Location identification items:
<<<<
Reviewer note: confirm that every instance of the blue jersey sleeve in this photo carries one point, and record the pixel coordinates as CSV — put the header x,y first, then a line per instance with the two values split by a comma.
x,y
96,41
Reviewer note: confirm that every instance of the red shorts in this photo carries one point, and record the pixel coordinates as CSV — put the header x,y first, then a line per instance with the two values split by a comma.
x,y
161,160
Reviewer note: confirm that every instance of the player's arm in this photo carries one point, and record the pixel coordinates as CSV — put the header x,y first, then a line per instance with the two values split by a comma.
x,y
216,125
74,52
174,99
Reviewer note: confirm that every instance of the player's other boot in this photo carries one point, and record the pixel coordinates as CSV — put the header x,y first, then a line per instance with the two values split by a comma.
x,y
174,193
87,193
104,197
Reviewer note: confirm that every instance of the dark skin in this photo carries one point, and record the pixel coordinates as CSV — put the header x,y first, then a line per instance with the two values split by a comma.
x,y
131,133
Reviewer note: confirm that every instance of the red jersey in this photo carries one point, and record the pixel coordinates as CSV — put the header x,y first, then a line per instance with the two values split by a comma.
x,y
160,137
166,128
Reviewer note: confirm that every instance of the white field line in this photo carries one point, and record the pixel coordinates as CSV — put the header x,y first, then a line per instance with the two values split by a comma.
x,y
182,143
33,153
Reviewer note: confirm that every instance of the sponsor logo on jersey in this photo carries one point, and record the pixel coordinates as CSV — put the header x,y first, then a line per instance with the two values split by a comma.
>>>>
<<<<
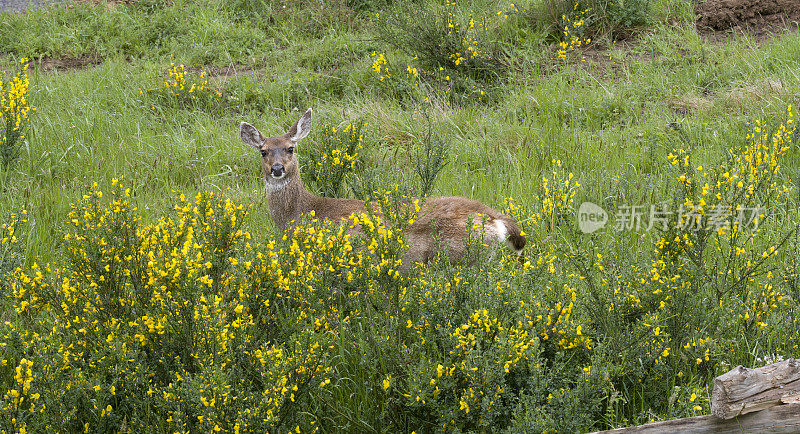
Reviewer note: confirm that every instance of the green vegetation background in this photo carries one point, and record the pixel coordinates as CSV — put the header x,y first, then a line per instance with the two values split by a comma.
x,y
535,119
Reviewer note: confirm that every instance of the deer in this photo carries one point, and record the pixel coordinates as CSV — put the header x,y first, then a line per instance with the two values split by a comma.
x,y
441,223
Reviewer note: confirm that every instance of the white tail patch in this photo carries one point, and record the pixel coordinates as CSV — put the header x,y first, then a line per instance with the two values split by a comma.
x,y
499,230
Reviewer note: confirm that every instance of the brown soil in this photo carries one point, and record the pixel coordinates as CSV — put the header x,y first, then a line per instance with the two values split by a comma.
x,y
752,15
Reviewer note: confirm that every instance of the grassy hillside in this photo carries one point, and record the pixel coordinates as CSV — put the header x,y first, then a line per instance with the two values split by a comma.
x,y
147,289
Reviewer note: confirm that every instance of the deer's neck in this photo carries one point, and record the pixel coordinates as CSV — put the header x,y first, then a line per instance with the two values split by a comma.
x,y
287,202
>>>>
SET EXERCISE:
Pick out each line of the data above that contains the string "deer", and copy those lines in full.

EXERCISE ANSWER:
Reviewer note: confirm that every instance of the deer in this photo carries one point, and record the pixel coordinates as CSV — put the header x,y first, then a line per instance with the two values split by a comma.
Reviewer note: confirm that every instance of the deer's neck in this photo carries one point, and record the pixel coordinates as CSV — put the header x,y first, then a line per instance with the two values split by a comma.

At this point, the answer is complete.